= Texto para leitura =

------------

A vida dos milionários na capital do ‘agroluxo’ no Brasil
Antes focados nas cidades de São Paulo e Rio de Janeiro, grifes internacionais, serviços de jatinho, concessionárias de Porsches e Ferraris e corretores de apartamentos suntuosos estão cada vez mais mirando um novo destino no Brasil: Goiânia.

Capital mais populosa e com maior Produto Interno Bruto (PIB) do Centro-Oeste — sem considerar a capital nacional, Brasília —, Goiânia está se consolidando como o centro de comércio e serviços, inclusive nos mercados de alto poder aquisitivo, da região, cujo crescimento econômico e até populacional é movido, em boa parte, pela pujança do agronegócio.
A ascensão de Goiânia já gerou até um padrão estético local que virou brincadeira nas redes sociais: a “arquitetura greco-goiana”, marcada por elementos como colunas e frontão de estilo neoclássico (que por sua vez tem como referência a arquitetura greco-romana) e portas enormes, muito maiores do que as convencionais.
Agora, as madames de Goiânia viraram o foco de um novo reality show, Poderosas do Cerrado, exibido por Globoplay e GNT. Lançada no fim de outubro, a série tem nove capítulos e mostra a face da nova riqueza da capital de Goiás por meio de seis mulheres da vida real.
Algumas fazem parte de uma economia mais tradicional, ligada ao agronegócio, enquanto outras representam novos ramos, como o de eventos de luxo e dos influenciadores.
As “poderosas” são Roseli Tavares, herdeira de uma família com vastas terras no interior de Goiás dedicadas à pecuária; a influenciadora Layla Monteiro; a empresária Thaily Semensato, CEO (diretora-executiva) do um e-commerce de bebidas e que atua em eventos de degustação de produtos refinados; Andrea Mota, que foi esposa do falecido cantor sertanejo Leandro e hoje atua no setor de moda; e as irmãs Tana e Cristal Lobo, que trabalham com eventos de luxo.

------------

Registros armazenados
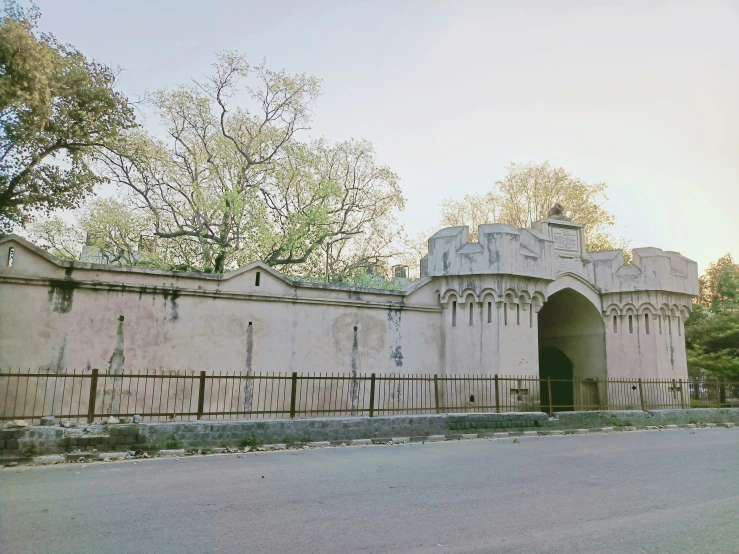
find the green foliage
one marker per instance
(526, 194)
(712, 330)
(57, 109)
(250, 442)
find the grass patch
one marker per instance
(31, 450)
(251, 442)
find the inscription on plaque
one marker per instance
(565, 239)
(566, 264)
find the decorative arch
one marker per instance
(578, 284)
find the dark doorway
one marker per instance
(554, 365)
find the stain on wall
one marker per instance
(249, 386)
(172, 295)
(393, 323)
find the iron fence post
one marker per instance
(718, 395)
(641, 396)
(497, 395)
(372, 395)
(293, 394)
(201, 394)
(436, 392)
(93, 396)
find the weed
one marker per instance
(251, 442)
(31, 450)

------------

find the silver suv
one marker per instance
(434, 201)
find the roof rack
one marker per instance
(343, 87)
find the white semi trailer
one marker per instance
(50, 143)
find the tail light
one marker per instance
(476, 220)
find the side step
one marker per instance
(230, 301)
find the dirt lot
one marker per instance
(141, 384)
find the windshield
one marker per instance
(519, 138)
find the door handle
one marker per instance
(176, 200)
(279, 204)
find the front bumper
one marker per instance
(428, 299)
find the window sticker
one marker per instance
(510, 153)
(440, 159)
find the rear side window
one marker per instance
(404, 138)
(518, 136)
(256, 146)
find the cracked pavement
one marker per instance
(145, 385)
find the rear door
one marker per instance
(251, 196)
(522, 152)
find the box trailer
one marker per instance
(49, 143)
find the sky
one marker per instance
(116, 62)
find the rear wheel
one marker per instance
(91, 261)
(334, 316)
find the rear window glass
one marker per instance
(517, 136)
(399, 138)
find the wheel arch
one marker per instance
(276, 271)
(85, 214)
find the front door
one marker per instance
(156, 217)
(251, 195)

------------

Reproduza, sem alterar nenhuma palavra, o trecho do texto sobre os milionários de Goiânia que começa em "A ascensão de" e segue até "da vida real.".

A ascensão de Goiânia já gerou até um padrão estético local que virou brincadeira nas redes sociais: a “arquitetura greco-goiana”, marcada por elementos como colunas e frontão de estilo neoclássico (que por sua vez tem como referência a arquitetura greco-romana) e portas enormes, muito maiores do que as convencionais.
Agora, as madames de Goiânia viraram o foco de um novo reality show, Poderosas do Cerrado, exibido por Globoplay e GNT. Lançada no fim de outubro, a série tem nove capítulos e mostra a face da nova riqueza da capital de Goiás por meio de seis mulheres da vida real.